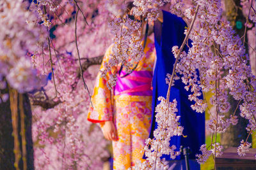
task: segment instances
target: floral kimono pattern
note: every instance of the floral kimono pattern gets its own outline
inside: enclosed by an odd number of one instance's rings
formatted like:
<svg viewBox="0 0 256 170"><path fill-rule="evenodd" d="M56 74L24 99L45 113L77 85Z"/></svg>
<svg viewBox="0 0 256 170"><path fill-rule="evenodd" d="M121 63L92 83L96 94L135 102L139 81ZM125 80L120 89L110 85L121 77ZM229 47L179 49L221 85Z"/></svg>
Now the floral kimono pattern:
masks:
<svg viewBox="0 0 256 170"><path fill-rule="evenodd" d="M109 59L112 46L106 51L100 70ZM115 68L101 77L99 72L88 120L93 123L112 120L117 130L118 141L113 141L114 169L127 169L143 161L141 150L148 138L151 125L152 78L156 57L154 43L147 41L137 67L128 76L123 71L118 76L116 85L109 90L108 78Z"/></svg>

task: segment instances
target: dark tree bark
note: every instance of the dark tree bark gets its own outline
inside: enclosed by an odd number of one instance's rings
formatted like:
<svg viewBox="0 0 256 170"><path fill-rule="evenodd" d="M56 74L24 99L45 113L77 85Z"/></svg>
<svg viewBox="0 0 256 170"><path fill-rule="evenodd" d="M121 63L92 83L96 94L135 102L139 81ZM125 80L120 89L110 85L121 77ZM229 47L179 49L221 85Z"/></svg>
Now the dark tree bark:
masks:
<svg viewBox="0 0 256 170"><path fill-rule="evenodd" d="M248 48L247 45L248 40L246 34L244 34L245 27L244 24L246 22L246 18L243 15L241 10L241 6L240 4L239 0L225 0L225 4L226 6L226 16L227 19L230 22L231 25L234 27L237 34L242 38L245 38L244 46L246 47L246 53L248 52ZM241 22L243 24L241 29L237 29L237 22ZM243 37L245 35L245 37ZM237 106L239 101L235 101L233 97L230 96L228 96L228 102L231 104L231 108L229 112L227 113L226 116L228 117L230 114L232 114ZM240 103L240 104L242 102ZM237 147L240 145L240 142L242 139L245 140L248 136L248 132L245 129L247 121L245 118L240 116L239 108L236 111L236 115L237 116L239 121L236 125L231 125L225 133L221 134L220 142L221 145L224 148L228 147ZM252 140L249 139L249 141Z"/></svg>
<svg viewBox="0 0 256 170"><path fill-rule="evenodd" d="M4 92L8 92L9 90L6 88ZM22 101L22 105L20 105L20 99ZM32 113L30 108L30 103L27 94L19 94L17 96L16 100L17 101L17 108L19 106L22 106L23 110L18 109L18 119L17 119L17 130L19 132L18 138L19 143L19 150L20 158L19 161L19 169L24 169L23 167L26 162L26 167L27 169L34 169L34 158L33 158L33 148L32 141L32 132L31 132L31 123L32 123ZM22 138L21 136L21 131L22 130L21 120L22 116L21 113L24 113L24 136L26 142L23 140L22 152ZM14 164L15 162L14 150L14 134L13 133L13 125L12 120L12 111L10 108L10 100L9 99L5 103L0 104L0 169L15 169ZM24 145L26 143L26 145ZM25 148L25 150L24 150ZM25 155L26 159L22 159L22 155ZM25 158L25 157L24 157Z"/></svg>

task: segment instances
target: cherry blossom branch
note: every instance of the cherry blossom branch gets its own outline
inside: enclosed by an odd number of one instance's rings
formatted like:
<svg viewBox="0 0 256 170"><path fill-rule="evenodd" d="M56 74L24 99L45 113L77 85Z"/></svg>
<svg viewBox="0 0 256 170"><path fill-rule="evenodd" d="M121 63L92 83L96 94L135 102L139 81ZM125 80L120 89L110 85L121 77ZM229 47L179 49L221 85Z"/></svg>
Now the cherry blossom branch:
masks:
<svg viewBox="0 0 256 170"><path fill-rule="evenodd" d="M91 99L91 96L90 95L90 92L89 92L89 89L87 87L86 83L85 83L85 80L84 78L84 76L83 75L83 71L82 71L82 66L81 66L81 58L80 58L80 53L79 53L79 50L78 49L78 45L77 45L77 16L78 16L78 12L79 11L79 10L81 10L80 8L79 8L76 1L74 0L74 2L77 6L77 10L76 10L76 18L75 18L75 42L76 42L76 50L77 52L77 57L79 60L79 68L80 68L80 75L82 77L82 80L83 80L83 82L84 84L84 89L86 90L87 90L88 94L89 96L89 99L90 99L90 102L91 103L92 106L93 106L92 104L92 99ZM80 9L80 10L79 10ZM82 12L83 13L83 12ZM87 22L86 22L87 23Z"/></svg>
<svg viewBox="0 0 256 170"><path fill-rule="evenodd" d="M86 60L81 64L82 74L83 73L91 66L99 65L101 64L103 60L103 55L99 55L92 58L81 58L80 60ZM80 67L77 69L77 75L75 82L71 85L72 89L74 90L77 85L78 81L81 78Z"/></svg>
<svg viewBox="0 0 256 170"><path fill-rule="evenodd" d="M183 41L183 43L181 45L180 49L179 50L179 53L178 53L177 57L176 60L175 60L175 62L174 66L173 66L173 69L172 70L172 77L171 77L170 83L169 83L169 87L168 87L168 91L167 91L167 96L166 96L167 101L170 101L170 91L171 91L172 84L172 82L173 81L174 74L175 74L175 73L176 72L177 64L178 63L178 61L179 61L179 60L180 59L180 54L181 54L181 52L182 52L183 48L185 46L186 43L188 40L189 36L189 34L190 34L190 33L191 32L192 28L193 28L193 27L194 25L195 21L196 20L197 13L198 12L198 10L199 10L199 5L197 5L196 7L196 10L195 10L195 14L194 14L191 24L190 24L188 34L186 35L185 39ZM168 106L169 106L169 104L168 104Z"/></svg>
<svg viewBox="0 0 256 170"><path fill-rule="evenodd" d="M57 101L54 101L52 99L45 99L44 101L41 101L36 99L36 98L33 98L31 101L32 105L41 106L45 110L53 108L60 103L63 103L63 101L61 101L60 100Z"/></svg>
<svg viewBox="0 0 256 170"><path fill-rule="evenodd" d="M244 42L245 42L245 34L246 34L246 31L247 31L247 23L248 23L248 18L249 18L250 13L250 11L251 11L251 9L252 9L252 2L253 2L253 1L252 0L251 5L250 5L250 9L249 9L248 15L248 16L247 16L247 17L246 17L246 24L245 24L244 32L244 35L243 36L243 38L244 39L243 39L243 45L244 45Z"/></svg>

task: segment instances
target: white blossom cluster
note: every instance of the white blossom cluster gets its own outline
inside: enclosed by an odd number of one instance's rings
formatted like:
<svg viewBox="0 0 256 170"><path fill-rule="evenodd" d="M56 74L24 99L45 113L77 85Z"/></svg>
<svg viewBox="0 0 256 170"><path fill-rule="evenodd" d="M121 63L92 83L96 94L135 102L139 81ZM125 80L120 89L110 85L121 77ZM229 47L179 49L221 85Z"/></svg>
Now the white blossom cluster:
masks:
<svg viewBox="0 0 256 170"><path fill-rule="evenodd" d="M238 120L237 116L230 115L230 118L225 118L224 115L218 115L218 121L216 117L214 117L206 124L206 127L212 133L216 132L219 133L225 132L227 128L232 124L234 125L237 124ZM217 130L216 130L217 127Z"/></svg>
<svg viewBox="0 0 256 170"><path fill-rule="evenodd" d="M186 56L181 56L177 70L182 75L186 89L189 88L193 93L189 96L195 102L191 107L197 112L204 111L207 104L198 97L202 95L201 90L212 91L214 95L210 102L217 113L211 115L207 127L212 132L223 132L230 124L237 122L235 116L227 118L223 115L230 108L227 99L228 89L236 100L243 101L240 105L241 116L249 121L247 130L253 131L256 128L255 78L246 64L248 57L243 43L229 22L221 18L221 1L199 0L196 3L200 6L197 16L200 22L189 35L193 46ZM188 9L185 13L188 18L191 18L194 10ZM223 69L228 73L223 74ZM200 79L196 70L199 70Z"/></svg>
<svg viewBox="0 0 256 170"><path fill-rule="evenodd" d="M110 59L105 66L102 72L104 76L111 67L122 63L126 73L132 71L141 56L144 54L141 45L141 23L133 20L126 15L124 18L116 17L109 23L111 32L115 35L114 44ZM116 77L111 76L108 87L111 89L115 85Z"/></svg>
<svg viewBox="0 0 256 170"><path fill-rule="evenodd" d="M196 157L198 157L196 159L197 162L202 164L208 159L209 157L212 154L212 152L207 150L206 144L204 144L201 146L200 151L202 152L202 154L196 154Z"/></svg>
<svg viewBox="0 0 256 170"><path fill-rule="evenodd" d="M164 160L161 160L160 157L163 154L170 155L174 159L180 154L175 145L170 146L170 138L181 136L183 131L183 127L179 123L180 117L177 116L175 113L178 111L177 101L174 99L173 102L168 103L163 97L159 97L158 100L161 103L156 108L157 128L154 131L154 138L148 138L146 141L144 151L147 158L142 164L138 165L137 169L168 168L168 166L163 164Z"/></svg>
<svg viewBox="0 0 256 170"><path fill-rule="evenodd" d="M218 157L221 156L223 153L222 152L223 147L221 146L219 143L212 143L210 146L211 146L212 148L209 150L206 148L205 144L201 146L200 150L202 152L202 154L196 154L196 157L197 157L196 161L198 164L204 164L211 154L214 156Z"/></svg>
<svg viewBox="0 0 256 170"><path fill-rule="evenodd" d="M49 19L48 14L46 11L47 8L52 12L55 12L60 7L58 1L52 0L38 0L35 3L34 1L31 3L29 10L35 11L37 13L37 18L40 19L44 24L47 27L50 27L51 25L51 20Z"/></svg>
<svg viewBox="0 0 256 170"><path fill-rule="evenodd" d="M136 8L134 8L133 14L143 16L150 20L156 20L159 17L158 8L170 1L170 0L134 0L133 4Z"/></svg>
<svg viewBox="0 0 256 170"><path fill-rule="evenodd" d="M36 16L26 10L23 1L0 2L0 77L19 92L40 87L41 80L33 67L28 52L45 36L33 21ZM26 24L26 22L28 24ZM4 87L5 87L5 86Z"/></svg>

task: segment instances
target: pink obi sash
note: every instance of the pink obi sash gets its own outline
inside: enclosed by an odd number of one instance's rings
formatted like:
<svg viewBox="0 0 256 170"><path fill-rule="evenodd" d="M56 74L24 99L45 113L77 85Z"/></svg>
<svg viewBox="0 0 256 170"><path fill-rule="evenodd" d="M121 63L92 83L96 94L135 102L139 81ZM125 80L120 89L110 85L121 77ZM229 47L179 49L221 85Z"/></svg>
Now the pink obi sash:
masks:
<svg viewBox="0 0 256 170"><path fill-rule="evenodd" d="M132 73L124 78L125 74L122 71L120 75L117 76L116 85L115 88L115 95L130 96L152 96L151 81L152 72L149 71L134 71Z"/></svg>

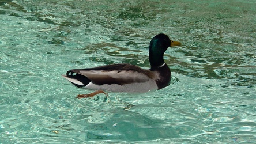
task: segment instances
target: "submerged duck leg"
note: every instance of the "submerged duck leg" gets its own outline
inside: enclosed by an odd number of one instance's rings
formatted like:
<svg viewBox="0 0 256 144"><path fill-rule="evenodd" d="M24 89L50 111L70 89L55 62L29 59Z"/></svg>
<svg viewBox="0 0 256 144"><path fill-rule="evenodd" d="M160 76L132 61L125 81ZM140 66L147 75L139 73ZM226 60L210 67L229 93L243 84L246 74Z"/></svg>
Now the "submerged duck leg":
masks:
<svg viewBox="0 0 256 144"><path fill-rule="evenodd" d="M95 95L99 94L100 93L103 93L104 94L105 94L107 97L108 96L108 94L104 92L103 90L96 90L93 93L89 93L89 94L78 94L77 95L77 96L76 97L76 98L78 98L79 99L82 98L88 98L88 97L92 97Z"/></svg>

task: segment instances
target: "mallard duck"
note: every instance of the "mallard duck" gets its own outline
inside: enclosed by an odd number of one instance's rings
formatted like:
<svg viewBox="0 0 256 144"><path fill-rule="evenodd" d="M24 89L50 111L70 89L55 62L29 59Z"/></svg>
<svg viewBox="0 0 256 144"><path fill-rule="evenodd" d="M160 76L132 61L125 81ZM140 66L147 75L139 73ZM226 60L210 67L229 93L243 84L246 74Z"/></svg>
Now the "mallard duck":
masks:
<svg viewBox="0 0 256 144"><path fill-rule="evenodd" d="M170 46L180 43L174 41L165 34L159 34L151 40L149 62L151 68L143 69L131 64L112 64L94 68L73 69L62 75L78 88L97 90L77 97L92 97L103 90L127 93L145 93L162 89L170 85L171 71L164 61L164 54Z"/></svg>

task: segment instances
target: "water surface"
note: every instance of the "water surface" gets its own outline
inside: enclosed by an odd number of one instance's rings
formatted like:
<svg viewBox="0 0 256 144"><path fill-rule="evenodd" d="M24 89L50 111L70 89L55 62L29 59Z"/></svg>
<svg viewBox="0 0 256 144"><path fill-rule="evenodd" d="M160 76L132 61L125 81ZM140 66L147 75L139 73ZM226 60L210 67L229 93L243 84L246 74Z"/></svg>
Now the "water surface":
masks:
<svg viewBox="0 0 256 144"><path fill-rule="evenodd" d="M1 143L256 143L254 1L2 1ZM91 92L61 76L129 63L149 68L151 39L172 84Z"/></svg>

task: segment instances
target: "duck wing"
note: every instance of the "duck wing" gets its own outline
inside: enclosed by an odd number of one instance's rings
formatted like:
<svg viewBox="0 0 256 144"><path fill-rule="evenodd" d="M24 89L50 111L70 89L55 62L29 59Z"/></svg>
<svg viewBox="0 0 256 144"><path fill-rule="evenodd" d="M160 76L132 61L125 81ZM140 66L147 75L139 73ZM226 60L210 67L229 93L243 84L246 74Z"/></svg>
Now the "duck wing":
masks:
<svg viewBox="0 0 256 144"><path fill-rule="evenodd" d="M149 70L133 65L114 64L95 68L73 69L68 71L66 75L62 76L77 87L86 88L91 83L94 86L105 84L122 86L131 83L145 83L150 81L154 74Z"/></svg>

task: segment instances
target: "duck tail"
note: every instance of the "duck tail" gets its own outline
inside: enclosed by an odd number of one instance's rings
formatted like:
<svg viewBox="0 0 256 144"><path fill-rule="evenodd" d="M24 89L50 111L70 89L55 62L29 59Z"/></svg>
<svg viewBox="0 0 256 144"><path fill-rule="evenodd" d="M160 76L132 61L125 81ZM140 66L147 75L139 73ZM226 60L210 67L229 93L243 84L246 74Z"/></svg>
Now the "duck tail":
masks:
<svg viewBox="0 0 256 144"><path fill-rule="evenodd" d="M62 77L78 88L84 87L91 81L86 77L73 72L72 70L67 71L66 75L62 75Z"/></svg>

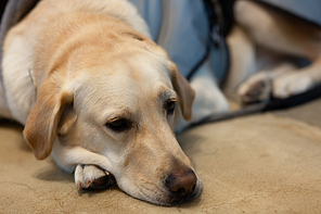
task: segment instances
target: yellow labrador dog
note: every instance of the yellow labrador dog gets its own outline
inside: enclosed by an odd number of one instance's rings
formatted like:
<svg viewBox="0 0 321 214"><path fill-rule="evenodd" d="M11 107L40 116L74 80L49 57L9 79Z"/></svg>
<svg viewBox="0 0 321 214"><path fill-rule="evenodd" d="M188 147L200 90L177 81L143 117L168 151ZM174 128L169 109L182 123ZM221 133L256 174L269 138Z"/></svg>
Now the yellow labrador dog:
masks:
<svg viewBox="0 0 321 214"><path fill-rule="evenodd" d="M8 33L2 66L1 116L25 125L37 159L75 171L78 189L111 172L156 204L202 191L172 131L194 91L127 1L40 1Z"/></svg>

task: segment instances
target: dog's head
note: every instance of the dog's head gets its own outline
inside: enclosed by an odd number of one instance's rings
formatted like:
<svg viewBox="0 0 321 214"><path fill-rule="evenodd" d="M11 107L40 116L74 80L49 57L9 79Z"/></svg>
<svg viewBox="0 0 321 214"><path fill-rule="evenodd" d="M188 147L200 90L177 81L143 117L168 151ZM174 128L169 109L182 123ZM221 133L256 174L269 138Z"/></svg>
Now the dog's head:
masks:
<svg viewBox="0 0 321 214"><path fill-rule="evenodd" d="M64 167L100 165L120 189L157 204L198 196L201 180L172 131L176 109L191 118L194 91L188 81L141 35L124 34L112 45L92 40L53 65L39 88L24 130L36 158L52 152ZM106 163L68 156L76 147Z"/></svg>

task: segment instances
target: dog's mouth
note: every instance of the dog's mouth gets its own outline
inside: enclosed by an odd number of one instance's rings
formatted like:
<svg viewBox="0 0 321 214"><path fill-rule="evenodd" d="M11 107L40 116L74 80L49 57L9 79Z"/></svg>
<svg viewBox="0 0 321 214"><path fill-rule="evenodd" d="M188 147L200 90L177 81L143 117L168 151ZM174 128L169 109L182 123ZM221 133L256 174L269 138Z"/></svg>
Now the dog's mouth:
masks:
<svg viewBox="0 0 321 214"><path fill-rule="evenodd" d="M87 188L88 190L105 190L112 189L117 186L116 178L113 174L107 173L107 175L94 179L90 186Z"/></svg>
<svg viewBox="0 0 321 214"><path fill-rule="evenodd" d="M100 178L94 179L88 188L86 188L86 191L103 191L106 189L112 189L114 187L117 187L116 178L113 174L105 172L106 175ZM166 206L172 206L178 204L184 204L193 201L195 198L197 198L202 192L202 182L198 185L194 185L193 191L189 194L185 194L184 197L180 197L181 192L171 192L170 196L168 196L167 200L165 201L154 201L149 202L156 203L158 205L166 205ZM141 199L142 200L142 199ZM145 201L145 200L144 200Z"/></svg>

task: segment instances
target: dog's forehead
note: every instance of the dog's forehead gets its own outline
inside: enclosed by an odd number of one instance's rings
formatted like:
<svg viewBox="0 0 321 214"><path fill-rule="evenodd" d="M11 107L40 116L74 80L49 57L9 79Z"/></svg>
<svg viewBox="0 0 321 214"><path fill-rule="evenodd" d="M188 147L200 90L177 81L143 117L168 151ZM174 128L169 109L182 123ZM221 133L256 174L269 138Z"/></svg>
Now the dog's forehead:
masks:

────────────────────

## Given problem:
Report each line of the entries above that contains the string "pink", copying every such line in full. Treat uppercase and lowercase as different.

## Exercise output:
target: pink obi sash
note: every instance of the pink obi sash gets its own outline
Now the pink obi sash:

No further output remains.